* _GIVEN INSTRUCTION_: Copy out everything below from the line containing "Report the position of each instance of the patch" down to the line containing "[[125, 112]]", requests and all, shifting each coordinate in the answers up by 102.

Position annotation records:
######

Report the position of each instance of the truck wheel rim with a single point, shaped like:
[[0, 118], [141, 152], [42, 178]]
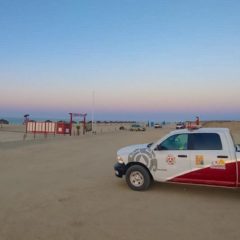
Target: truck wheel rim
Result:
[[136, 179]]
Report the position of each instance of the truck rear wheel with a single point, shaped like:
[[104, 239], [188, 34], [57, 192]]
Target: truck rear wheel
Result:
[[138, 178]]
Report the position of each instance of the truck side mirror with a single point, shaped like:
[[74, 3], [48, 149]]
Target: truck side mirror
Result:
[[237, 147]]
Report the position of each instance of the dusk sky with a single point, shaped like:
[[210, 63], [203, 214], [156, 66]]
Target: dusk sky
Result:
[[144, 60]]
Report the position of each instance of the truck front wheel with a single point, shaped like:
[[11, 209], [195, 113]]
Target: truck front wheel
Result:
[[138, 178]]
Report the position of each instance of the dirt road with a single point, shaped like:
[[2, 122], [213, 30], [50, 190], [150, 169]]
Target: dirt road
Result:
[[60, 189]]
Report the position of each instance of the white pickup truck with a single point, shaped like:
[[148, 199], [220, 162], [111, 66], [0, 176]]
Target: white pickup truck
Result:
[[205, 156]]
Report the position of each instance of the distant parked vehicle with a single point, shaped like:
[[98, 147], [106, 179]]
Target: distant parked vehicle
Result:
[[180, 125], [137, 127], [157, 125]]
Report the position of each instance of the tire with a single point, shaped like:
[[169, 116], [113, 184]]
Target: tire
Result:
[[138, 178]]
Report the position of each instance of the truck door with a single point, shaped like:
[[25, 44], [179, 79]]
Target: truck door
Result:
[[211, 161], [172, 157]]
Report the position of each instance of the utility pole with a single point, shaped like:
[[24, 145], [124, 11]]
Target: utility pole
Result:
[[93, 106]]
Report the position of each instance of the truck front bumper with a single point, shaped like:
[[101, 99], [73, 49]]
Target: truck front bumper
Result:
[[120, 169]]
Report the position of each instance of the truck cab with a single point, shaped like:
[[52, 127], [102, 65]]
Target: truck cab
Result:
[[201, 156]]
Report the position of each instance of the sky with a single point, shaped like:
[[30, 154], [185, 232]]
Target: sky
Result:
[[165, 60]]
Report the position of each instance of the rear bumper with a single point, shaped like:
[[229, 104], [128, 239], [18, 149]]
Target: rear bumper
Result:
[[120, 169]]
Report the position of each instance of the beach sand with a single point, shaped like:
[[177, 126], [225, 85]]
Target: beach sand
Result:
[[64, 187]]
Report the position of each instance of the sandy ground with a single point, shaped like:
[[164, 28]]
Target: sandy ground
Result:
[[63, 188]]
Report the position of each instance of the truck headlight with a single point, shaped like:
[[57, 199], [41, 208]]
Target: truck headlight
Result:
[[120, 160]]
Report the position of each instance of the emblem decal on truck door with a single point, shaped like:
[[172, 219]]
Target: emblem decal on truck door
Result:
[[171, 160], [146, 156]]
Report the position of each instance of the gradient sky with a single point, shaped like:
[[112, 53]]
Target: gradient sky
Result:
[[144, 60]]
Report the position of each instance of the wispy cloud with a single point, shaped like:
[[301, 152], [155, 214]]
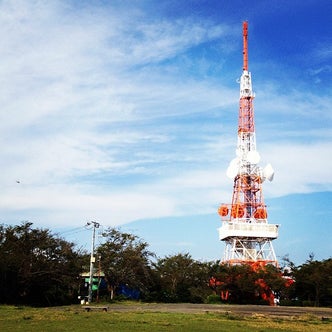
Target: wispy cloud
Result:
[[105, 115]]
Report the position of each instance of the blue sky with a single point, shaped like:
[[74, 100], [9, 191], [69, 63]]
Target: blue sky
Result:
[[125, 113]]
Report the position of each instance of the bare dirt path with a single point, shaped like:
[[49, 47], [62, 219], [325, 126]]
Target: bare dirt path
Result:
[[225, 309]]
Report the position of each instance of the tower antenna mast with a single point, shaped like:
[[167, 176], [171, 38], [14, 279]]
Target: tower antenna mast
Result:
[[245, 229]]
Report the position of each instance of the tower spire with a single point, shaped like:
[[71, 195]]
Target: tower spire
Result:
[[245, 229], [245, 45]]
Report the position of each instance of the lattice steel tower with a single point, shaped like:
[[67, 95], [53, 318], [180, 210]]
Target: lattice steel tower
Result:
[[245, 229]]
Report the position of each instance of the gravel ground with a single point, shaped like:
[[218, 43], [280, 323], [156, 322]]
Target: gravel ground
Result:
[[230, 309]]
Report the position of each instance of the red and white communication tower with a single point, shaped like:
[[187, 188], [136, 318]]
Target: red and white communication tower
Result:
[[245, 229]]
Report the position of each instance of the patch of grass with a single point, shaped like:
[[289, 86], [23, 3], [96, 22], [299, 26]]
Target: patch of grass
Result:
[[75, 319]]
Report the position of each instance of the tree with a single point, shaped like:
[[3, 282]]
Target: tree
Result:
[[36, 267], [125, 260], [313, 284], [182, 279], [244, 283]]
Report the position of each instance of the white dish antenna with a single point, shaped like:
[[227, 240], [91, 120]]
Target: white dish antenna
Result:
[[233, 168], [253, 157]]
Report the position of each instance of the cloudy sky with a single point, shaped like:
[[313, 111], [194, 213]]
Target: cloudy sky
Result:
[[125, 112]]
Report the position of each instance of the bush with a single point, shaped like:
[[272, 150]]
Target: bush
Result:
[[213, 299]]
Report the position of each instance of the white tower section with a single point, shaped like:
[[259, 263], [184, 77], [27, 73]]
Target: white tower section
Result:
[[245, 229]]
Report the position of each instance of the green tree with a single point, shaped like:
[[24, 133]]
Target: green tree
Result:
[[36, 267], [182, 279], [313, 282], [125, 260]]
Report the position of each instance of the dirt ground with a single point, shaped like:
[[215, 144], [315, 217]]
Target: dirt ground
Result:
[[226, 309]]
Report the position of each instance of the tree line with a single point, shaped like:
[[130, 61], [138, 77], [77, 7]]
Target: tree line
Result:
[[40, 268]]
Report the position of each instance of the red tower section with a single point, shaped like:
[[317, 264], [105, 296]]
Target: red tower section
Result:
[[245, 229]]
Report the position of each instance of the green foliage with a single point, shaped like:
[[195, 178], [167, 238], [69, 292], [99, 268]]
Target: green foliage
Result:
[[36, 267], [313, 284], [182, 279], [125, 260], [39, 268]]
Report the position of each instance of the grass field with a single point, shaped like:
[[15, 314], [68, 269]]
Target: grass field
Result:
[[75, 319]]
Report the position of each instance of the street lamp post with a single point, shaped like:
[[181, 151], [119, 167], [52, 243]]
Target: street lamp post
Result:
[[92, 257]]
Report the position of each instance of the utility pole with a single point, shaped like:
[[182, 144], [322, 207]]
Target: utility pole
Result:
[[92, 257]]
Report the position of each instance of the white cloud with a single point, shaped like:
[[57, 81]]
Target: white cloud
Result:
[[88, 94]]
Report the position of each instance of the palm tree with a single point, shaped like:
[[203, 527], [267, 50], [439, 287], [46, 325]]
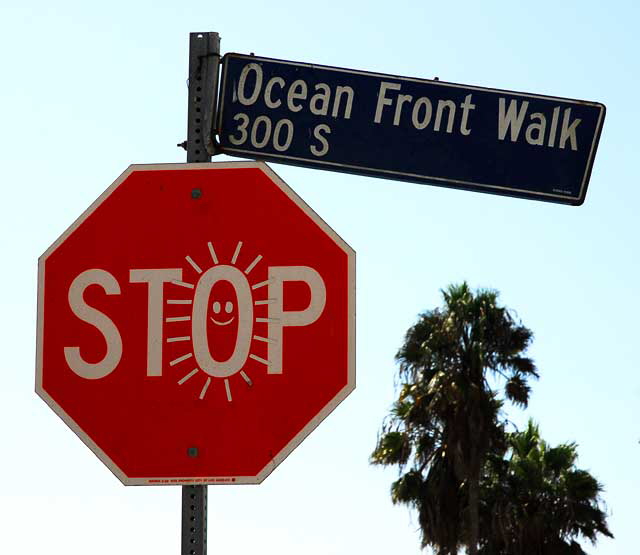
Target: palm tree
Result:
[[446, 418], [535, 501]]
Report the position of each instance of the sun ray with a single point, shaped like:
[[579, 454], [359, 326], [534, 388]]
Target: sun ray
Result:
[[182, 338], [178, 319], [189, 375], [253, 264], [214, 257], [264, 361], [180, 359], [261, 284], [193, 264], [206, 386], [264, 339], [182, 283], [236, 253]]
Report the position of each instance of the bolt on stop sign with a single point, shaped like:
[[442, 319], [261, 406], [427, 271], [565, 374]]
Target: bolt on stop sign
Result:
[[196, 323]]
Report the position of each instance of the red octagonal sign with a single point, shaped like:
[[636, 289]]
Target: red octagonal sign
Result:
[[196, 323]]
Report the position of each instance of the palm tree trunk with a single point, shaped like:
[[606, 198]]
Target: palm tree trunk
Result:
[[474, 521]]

######

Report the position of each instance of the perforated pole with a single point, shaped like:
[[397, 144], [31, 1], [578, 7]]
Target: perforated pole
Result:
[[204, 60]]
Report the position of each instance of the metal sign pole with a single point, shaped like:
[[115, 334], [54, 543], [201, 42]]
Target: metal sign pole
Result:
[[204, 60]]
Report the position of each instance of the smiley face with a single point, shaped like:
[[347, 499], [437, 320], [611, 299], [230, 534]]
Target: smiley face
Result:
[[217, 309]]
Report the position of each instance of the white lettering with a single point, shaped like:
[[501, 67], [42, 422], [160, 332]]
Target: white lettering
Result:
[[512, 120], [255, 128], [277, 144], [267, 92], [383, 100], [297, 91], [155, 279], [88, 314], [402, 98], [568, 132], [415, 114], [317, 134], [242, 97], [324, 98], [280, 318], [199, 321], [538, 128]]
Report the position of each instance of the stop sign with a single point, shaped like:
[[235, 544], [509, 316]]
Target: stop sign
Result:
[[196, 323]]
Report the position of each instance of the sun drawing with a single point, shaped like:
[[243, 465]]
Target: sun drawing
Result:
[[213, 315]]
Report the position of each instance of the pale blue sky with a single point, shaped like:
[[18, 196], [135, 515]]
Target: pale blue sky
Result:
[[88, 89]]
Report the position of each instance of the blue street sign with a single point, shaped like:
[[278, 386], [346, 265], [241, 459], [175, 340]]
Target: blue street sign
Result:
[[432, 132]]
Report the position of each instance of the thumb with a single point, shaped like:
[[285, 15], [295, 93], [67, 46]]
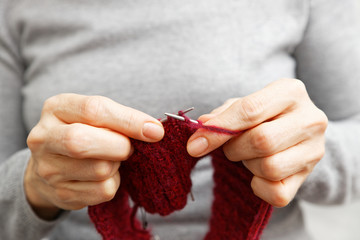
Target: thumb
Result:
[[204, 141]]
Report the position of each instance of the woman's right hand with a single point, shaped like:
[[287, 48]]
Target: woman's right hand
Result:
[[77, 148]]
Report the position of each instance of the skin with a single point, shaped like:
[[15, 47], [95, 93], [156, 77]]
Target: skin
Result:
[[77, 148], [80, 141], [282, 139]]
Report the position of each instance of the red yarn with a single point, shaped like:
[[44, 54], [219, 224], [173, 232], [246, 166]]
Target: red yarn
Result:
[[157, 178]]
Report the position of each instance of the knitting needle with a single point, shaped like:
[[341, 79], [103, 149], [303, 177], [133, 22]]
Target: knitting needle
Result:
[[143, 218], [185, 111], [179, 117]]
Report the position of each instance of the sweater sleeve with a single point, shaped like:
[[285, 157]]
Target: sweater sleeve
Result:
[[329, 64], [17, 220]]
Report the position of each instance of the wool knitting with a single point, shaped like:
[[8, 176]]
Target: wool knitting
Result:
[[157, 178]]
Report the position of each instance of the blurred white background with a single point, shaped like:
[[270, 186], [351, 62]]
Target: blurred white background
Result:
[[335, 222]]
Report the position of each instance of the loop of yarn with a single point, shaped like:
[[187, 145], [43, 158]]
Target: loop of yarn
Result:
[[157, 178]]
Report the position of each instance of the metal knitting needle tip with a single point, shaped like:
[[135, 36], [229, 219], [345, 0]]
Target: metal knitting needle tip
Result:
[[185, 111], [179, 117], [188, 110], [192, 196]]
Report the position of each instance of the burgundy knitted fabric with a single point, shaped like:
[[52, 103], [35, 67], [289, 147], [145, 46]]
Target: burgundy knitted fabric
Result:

######

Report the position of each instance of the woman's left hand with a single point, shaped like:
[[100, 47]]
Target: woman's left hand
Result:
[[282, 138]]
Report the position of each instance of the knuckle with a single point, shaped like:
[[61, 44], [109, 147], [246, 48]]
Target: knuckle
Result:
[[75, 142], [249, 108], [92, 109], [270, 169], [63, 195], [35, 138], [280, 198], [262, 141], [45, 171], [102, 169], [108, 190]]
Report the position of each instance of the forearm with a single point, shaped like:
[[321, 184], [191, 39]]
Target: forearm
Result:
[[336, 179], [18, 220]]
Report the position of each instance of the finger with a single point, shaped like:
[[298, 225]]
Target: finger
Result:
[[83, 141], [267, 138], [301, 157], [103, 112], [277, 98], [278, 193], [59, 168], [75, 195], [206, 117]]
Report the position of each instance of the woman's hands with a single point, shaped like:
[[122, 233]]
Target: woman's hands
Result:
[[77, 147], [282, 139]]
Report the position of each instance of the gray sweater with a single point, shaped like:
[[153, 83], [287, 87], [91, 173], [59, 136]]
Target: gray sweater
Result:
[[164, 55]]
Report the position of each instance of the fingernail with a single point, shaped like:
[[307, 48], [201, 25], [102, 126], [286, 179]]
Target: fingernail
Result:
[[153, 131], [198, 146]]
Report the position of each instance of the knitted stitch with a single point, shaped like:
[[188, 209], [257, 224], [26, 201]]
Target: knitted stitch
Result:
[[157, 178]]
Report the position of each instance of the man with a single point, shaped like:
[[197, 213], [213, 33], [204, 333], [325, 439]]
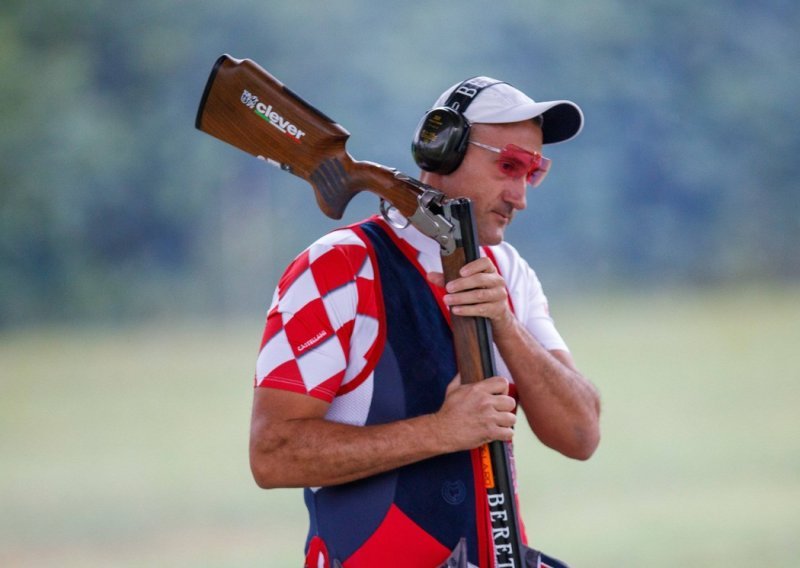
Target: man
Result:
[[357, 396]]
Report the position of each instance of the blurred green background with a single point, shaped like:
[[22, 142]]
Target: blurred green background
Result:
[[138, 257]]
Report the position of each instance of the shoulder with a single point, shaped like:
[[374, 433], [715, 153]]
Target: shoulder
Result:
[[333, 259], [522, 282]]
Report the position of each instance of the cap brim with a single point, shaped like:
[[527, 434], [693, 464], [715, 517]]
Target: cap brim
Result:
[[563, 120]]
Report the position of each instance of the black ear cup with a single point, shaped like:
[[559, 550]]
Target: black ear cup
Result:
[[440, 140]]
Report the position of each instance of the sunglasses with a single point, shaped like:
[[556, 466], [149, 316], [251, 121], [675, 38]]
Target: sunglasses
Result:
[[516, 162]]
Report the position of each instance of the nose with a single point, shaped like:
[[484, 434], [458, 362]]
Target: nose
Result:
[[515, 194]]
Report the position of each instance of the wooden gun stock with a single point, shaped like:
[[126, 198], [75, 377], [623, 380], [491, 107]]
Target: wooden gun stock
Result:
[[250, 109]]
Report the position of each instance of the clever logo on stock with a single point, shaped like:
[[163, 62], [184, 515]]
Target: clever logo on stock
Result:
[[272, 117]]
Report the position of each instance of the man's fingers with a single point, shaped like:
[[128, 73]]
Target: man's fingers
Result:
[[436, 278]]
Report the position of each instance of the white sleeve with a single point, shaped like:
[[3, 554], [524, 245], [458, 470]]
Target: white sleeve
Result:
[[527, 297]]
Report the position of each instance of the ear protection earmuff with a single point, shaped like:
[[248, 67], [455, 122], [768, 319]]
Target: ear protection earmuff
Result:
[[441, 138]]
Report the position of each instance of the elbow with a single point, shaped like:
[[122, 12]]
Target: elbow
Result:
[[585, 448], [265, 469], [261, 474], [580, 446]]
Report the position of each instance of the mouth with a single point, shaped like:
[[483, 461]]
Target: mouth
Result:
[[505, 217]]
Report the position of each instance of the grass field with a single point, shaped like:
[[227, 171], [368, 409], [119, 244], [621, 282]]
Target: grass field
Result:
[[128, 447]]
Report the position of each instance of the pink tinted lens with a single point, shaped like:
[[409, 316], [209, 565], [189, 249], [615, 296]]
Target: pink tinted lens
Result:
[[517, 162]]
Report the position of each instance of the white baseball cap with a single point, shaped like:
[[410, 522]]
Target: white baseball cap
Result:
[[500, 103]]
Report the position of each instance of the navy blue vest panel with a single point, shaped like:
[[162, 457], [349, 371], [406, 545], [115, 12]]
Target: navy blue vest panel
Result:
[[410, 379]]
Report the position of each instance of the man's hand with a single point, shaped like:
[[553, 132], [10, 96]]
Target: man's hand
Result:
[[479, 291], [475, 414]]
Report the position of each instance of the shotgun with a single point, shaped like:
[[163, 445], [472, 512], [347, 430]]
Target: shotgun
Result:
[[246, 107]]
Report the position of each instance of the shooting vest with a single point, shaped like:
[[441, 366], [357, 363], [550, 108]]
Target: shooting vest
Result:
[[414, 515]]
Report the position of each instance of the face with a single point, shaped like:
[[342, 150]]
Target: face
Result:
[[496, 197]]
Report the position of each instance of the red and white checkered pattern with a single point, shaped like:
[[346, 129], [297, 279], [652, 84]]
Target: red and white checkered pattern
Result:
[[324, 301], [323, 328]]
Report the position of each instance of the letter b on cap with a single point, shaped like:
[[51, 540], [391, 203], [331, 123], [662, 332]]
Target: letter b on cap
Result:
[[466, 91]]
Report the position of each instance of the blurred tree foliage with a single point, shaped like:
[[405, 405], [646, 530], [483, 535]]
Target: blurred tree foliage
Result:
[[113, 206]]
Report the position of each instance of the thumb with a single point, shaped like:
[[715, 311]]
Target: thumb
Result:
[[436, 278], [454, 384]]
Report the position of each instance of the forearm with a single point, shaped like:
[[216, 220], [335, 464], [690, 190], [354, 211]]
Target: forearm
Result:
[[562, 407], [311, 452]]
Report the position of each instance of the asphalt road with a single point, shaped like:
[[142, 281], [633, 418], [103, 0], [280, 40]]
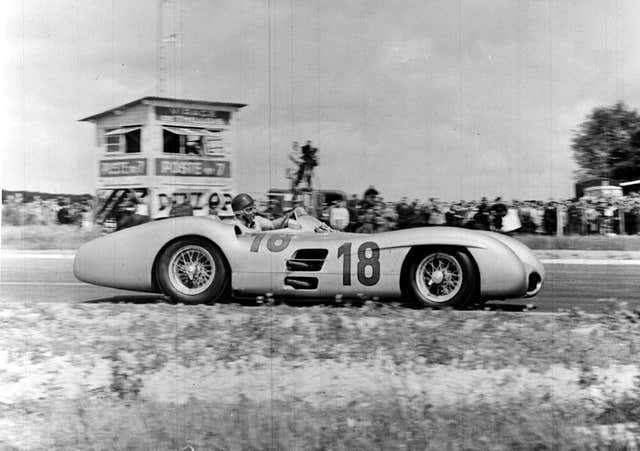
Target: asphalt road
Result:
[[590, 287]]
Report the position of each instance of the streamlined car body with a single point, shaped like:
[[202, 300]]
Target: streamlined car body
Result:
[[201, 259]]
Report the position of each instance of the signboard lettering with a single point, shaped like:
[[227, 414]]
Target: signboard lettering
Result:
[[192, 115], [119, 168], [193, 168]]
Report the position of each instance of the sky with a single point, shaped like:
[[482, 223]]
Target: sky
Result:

######

* _WRITTEN ANSWER_:
Report the position of each instance of the patch of grass with a single point, shaped like:
[[289, 86], [23, 3], [96, 22], [299, 26]]
Target: patch of grass
Result:
[[177, 421]]
Report the position of each instance of the tree with a single point, shaped like:
[[3, 282]]
Target: tree
Result:
[[138, 369], [227, 362], [415, 386], [284, 381], [346, 385]]
Report the position of each instance of the white dish antenna with a single point, shaped like:
[[227, 240], [91, 120]]
Target: white dish antenna
Result:
[[335, 270], [355, 259]]
Report the position of each instance of the cloudy sky with a single point, shaped like:
[[313, 111], [194, 213]]
Target: cloudy sky
Result:
[[227, 214]]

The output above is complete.